== Page extract ==

** begin **

A generation and a hemisphere away, the machine is a new favorite of 14-year-old Belgian Amber Broos — who, as DJ 13 AMPS, has been teaching kids even younger than her to spin using the DJ-808 at the school in Kortenberg, near Brussels. "The DJ-808 stimulates me to make my own tracks as a producer," Broos says. "It gives me new ideas and creativity. The possibilities of adapting tracks are unlimited."

For Just Blaze, the super-producer who has crafted songs for JAY Z, Beyoncé and Kanye West (although not on West's 2008 album 808s & Heartbreak), the DJ-808 represents a leap forward in merging DJing and production — something he says he's always wanted to do but never found convenient enough. "We used to be, in the earlier days, at a place where the software was held back by what the computer was capable of," he says. "Now, we're kind of at the opposite end of the spectrum, where the computers are so powerful they can pretty much handle anything within reason that the software can throw at it."

Just Blaze was able to offer a kind of informal beta testing to Roland before they released the DJ-808. He thinks they got the machine right for the most part (enough that he used it in a live-streamed battle with Swizz Beatz in February), though he has a small wish list of what he'd like to see next: "Now that we have computers that are capable of doing what we need them to do, maybe the next step is adding a keyboard section."

Not everyone I spoke to was ready to get on board. Greg Broussard, an early electro producer who DJs and records as Egyptian Lover, is among the few artists in the world who still prefers to use vinyl records and an old TR-808 for his DJ sets. "That 808 makes my shows everything they are," he insists. But he did play with the DJ-808 when it first came out and thought it was a great piece of gear for those who do.

** end **

== Problems ==
1. Please reproduce the passage of the DJ-808 article word for word, starting at "Just Blaze was" and stopping after "those who do.".
2. According to the DJ-808 article, what name does Greg Broussard use when he DJs and records?

== Data extract ==
** begin **

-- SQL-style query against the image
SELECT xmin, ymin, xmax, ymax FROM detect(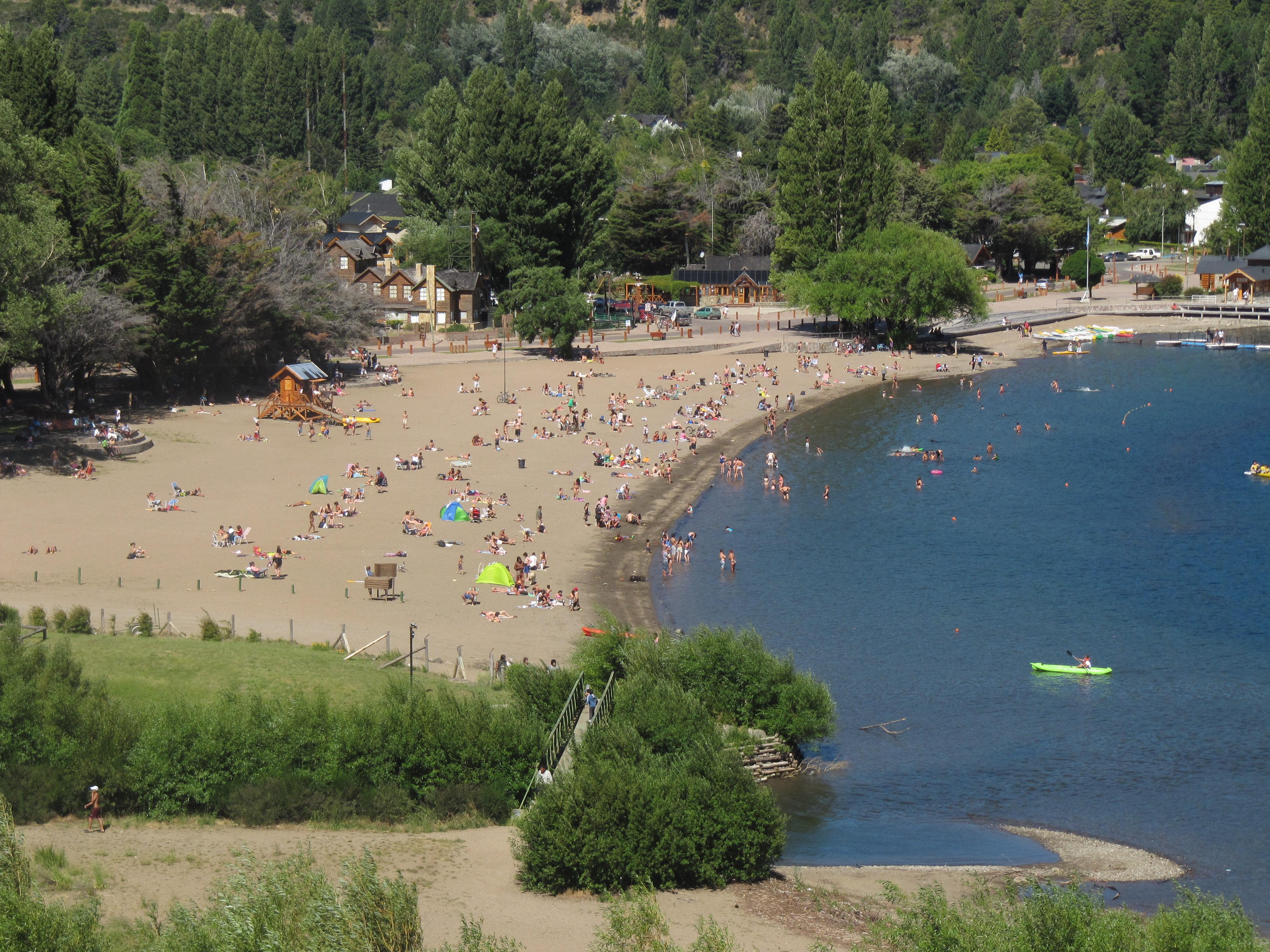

** end **

== Answers provided ==
1.
Just Blaze was able to offer a kind of informal beta testing to Roland before they released the DJ-808. He thinks they got the machine right for the most part (enough that he used it in a live-streamed battle with Swizz Beatz in February), though he has a small wish list of what he'd like to see next: "Now that we have computers that are capable of doing what we need them to do, maybe the next step is adding a keyboard section."

Not everyone I spoke to was ready to get on board. Greg Broussard, an early electro producer who DJs and records as Egyptian Lover, is among the few artists in the world who still prefers to use vinyl records and an old TR-808 for his DJ sets. "That 808 makes my shows everything they are," he insists. But he did play with the DJ-808 when it first came out and thought it was a great piece of gear for those who do.

2. Egyptian Lover